═══ STORED RECORDS ═══

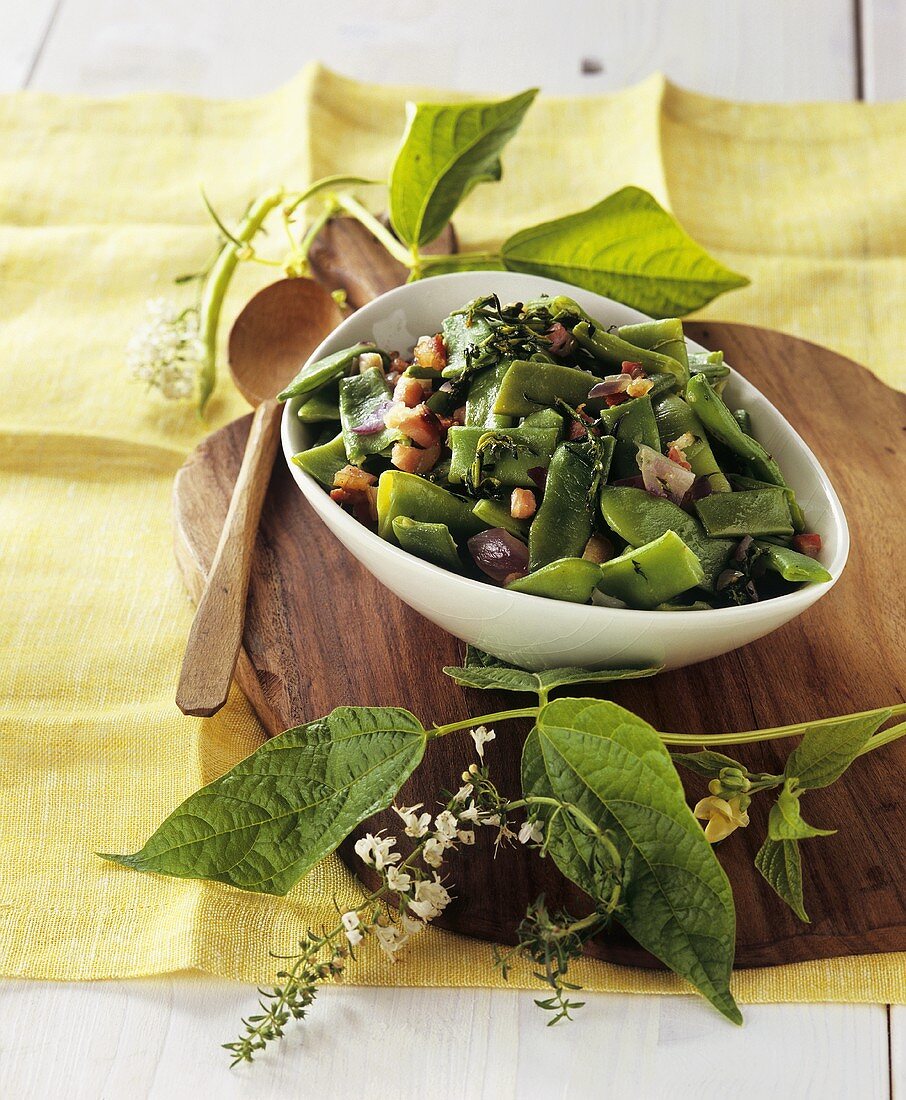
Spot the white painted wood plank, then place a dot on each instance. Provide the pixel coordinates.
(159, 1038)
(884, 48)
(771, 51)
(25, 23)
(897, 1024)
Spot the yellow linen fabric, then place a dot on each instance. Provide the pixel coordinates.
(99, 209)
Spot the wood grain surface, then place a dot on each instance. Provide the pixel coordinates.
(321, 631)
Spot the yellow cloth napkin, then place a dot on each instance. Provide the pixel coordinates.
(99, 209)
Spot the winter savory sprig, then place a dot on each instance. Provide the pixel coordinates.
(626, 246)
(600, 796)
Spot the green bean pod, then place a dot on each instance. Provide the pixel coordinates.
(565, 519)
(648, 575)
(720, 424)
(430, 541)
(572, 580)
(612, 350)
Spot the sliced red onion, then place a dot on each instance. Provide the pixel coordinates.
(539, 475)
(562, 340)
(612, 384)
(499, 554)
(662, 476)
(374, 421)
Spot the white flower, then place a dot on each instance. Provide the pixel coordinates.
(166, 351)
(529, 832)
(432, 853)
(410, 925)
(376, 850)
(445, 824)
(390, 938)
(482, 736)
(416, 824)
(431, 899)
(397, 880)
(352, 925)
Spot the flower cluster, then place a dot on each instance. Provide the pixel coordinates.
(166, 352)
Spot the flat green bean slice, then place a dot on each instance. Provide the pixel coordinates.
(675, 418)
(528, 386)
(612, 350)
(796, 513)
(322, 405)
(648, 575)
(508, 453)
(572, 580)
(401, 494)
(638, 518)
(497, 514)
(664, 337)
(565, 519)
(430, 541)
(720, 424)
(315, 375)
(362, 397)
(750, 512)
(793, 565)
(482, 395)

═══
═══ STORED RECORDS ═══

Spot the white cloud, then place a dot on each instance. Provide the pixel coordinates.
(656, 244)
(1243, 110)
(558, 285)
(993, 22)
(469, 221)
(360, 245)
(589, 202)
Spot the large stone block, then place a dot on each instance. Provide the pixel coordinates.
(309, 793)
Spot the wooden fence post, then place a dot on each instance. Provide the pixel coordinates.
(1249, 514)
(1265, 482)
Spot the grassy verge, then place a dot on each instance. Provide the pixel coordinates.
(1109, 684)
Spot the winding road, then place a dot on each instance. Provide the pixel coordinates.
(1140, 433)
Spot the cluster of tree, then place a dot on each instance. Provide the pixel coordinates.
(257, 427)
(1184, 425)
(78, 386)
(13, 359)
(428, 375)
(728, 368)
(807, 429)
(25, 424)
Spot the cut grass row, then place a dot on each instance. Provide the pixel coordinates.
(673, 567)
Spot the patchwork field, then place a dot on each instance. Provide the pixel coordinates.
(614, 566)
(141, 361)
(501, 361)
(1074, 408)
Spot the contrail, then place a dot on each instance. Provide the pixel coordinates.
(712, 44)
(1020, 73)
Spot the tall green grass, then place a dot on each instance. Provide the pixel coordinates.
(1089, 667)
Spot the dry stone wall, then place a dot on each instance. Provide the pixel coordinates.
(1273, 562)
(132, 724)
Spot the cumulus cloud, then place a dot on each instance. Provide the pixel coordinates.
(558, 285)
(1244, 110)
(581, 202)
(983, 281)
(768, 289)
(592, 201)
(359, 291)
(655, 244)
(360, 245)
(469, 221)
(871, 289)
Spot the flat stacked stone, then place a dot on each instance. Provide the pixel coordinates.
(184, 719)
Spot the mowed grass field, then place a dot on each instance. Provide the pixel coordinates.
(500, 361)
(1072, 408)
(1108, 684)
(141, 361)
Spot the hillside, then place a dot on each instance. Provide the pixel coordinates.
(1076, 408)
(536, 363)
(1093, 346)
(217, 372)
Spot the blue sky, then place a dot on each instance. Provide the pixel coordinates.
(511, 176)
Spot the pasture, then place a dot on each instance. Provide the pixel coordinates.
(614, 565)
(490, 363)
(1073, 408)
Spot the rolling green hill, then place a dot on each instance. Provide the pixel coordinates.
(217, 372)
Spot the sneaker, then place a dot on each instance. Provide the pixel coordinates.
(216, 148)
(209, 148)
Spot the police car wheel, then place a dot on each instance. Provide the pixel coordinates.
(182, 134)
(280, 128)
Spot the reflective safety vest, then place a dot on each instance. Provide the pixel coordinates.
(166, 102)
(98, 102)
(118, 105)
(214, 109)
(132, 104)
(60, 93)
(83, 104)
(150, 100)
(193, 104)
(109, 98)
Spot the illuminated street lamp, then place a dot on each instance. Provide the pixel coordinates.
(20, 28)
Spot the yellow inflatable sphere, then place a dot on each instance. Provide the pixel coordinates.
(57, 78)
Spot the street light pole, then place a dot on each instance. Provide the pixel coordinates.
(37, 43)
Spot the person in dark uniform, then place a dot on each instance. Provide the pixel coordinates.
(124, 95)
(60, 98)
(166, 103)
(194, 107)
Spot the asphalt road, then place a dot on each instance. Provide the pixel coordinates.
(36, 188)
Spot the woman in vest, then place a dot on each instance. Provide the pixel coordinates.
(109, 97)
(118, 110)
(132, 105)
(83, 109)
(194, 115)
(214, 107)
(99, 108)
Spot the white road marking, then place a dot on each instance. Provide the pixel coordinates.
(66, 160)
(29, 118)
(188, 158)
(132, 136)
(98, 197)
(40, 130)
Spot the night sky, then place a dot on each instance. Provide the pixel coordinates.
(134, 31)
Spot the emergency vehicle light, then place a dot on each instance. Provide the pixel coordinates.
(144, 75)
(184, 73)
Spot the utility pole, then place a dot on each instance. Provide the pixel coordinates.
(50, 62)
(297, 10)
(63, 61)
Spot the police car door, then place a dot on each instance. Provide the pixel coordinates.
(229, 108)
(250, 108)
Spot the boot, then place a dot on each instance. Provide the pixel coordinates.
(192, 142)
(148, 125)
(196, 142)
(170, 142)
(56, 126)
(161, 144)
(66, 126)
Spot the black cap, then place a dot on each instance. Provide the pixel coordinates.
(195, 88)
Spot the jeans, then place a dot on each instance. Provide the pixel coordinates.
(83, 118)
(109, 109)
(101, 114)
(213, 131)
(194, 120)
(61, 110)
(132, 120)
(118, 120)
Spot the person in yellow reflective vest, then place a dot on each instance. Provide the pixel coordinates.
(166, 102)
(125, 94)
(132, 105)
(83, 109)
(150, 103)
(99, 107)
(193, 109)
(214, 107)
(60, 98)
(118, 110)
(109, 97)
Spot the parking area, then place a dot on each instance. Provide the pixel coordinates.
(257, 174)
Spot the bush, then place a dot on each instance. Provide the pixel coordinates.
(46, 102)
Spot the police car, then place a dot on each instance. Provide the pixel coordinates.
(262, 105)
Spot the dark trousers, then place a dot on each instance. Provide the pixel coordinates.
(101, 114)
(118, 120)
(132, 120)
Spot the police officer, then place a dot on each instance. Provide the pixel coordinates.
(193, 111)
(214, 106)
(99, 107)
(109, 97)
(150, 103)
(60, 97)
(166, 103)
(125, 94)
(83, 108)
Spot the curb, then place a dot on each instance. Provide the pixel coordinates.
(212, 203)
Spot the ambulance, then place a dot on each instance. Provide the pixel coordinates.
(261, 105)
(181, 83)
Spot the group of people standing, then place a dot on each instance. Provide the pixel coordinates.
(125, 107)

═══

EXERCISE REQUIREMENTS. Reproduce verbatim the entries from the line with "Spot the patchwork" to the line with "(1089, 667)", both of those lines included.

FINISHED ANSWER.
Spot the patchwork field, then place a dot on each instance. Provide the pixel coordinates.
(614, 566)
(141, 361)
(501, 361)
(1074, 408)
Spot the contrail, then place a dot on each instance. Provide the pixel coordinates.
(712, 44)
(1020, 73)
Spot the tall green grass, then place a dot on each instance. Provide the pixel coordinates.
(1089, 667)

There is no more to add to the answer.